_TEXT PASSAGE_:

═══

= Deafness in Uzbekistan =

Deafness and deaf services in Uzbekistan

Deafness in Uzbekistan has cultural and medical implications. In 2019, the Society of the Deaf of Uzbekistan recorded that approximately 21,212 people, adults and children, are deaf or hard-of-hearing. The primary sign language of Uzbekistan is Russian Sign Language (RSL).

In most post-Soviet countries, RSL is the primary language used within deaf communities. However, research shows that many post-Soviet countries also have their own language. This change can be traced to different location or cultural differences between these countries.

Uzbek Sign Language (UZL) is a dialect of RSL, and while it has many phrases different from RSL, it is not recognized by the government as an official language in Uzbekistan.

== History ==

Before the dissolution of the Soviet Union, Uzbekistan was one of the countries in the union. The Uzbek Society of the Deaf, under the USSR's Ministry of Social Welfare, ran vocational training and employment workshops for deaf people. These enterprises were granted monopolies to supply certain goods and fill state orders, and earned a profit. To increase accessibility, residential buildings and community centers were built for deaf workers near the factories. These residential areas became known as gorodok glukhikh, or "towns of the deaf".

═══

_INFORMATION_:
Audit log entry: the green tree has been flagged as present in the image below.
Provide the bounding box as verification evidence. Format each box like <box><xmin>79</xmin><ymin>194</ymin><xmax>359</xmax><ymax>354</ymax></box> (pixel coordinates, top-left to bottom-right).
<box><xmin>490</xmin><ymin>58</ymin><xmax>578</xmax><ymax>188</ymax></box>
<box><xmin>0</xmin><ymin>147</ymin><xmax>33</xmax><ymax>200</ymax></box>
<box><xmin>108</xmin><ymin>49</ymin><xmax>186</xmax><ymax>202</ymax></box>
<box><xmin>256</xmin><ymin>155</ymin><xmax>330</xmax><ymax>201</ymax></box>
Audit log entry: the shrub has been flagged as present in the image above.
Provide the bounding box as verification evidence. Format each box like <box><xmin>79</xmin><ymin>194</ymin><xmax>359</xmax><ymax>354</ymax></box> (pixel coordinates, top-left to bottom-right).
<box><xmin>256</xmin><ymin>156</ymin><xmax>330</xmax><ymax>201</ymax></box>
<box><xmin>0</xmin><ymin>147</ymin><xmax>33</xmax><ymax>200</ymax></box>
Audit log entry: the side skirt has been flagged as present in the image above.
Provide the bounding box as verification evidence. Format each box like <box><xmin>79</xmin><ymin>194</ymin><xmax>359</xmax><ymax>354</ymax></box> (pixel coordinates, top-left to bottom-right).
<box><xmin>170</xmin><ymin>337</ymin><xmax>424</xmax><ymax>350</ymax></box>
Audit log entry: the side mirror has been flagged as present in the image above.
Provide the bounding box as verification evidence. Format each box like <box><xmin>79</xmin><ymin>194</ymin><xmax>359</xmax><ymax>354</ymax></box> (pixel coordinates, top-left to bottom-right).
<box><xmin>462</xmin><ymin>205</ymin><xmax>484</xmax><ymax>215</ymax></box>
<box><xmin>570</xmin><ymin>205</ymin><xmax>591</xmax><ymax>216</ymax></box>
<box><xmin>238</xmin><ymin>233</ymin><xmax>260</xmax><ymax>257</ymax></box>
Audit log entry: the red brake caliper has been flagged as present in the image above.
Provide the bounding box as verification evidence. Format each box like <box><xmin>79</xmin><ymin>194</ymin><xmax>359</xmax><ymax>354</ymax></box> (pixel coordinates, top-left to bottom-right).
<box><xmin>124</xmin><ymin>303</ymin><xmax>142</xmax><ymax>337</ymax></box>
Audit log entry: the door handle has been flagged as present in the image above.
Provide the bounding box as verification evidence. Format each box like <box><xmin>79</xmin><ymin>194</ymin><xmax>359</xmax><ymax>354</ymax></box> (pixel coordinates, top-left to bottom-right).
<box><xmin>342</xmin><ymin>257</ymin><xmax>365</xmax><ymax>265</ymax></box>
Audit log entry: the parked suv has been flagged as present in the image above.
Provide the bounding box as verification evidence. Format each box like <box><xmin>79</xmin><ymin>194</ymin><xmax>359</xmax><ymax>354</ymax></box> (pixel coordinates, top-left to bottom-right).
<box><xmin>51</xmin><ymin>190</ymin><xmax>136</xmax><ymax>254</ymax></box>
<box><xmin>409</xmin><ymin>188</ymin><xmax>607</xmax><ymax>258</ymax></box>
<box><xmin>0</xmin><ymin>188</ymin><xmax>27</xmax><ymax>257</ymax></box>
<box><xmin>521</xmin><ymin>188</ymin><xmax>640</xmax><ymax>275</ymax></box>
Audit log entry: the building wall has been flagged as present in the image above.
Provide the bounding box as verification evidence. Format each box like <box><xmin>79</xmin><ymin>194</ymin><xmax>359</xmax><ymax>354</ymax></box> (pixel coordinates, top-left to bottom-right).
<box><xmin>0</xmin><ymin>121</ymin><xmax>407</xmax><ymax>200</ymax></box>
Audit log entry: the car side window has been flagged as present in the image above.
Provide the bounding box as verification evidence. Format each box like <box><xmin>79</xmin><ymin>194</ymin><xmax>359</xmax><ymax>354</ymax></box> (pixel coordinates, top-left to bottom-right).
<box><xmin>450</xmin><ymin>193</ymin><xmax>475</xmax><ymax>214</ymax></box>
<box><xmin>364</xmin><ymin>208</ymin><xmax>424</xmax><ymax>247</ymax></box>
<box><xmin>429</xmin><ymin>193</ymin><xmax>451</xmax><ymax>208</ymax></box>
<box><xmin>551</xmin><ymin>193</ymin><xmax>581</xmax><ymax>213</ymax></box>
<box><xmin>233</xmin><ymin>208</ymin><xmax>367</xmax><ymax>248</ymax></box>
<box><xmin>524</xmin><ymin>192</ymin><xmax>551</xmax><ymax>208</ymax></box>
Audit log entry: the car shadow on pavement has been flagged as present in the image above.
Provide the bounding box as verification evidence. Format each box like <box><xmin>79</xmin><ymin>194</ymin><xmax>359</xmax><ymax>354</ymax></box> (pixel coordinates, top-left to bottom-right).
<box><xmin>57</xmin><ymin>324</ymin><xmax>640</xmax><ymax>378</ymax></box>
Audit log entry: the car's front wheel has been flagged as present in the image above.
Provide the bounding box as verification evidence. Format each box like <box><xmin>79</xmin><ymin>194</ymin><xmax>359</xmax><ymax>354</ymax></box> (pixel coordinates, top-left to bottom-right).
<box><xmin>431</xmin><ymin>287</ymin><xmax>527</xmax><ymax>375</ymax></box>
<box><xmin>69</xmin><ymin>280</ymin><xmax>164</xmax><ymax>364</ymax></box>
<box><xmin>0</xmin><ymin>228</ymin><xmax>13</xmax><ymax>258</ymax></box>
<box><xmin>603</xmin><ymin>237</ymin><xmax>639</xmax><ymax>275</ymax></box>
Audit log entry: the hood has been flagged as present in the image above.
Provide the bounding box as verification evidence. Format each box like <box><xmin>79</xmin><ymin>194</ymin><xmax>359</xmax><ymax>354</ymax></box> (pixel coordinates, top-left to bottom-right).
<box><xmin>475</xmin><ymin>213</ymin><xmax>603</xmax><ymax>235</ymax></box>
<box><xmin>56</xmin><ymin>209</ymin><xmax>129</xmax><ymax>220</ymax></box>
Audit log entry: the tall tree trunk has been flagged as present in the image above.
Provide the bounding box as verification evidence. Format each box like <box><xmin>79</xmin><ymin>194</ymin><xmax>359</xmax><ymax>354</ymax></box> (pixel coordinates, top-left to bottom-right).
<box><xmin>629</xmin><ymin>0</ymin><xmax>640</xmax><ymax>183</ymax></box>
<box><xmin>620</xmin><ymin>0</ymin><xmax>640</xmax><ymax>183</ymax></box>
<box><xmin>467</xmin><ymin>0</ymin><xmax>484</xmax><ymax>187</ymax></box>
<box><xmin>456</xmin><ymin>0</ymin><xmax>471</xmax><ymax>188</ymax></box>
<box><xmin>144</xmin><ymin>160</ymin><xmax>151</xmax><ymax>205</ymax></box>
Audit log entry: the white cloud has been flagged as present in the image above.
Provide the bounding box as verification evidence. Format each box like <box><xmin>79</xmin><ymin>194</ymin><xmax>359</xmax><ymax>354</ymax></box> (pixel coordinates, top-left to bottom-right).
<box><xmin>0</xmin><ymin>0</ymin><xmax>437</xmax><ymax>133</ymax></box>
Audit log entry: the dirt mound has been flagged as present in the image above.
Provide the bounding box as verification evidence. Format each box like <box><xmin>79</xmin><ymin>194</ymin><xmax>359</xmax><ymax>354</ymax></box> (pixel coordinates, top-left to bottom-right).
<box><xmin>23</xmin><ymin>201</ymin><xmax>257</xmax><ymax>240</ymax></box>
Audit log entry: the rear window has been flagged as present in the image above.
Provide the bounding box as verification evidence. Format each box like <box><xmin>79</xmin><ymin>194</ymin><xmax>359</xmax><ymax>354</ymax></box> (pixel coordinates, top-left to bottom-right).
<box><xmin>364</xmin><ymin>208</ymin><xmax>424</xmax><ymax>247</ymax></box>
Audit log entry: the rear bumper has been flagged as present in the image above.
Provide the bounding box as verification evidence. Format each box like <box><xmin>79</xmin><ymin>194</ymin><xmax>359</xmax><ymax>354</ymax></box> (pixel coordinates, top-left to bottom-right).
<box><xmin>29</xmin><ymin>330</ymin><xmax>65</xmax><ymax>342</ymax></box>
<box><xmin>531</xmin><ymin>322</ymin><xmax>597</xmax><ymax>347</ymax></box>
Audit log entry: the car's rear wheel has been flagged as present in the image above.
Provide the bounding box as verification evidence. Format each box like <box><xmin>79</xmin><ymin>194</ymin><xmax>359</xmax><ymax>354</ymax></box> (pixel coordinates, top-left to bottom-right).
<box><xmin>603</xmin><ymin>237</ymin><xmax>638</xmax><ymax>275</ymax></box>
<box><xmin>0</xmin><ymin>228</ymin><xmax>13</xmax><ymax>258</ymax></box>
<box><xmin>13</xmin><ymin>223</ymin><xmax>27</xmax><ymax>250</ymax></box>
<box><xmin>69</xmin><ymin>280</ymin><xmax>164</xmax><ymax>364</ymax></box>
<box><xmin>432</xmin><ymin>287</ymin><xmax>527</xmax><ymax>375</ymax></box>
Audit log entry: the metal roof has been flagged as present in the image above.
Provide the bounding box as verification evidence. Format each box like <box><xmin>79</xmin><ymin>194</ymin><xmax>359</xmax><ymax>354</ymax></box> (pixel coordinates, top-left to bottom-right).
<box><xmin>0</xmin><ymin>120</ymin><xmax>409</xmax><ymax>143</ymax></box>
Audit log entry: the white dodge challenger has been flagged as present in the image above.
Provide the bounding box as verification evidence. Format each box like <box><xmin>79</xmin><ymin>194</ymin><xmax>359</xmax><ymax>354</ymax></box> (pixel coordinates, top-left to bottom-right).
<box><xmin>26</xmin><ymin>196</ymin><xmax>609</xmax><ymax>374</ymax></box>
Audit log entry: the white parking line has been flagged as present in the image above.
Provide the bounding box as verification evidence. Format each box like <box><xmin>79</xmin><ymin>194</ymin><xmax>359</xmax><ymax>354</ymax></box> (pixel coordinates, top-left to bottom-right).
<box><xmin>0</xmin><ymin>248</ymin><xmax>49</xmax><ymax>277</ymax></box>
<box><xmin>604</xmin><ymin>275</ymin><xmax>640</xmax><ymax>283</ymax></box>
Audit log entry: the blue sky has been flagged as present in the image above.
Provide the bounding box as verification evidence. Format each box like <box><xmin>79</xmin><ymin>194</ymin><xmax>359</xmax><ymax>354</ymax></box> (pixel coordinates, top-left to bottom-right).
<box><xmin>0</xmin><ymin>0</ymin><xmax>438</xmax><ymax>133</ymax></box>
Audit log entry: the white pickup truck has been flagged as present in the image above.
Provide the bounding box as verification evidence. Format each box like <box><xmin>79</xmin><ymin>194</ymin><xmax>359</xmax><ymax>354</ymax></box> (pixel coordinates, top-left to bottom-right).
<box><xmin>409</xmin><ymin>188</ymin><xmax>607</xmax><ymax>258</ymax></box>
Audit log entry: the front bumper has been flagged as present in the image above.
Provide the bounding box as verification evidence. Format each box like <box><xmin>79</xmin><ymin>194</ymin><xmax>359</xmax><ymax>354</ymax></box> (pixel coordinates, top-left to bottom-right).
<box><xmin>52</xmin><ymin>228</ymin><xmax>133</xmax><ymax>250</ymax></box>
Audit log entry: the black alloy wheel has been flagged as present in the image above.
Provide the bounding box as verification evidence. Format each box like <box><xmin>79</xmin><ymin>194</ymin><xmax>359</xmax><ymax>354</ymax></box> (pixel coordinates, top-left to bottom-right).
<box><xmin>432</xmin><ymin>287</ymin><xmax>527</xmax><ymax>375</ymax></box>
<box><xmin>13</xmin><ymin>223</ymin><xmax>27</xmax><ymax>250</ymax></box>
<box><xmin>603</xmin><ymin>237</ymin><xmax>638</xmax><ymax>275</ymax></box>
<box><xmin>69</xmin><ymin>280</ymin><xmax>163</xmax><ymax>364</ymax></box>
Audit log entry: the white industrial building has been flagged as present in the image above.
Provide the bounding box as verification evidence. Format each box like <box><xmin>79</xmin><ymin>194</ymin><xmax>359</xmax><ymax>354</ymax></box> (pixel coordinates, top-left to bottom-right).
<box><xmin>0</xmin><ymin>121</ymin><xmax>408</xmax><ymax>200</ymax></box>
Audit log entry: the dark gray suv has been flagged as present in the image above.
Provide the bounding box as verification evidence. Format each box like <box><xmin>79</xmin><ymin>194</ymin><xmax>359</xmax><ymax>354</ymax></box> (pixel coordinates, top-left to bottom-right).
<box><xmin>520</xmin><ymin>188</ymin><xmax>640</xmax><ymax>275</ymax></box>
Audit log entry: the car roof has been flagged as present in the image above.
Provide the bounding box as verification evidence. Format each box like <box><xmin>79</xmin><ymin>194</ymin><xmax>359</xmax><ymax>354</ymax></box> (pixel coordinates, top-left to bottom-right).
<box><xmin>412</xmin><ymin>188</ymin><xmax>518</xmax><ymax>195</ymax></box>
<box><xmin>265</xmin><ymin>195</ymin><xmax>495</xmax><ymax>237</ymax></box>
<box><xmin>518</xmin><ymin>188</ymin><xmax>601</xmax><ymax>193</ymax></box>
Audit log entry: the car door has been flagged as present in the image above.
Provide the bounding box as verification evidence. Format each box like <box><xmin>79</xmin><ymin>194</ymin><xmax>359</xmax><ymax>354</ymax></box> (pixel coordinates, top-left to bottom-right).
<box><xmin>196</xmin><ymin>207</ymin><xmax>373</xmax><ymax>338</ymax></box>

═══

_GOAL OF THE EXERCISE_:
Copy out the full text on deafness in Uzbekistan from above, word for word.

_EXERCISE OUTPUT_:
= Deafness in Uzbekistan =

Deafness and deaf services in Uzbekistan

Deafness in Uzbekistan has cultural and medical implications. In 2019, the Society of the Deaf of Uzbekistan recorded that approximately 21,212 people, adults and children, are deaf or hard-of-hearing. The primary sign language of Uzbekistan is Russian Sign Language (RSL).

In most post-Soviet countries, RSL is the primary language used within deaf communities. However, research shows that many post-Soviet countries also have their own language. This change can be traced to different location or cultural differences between these countries.

Uzbek Sign Language (UZL) is a dialect of RSL, and while it has many phrases different from RSL, it is not recognized by the government as an official language in Uzbekistan.

== History ==

Before the dissolution of the Soviet Union, Uzbekistan was one of the countries in the union. The Uzbek Society of the Deaf, under the USSR's Ministry of Social Welfare, ran vocational training and employment workshops for deaf people. These enterprises were granted monopolies to supply certain goods and fill state orders, and earned a profit. To increase accessibility, residential buildings and community centers were built for deaf workers near the factories. These residential areas became known as gorodok glukhikh, or "towns of the deaf".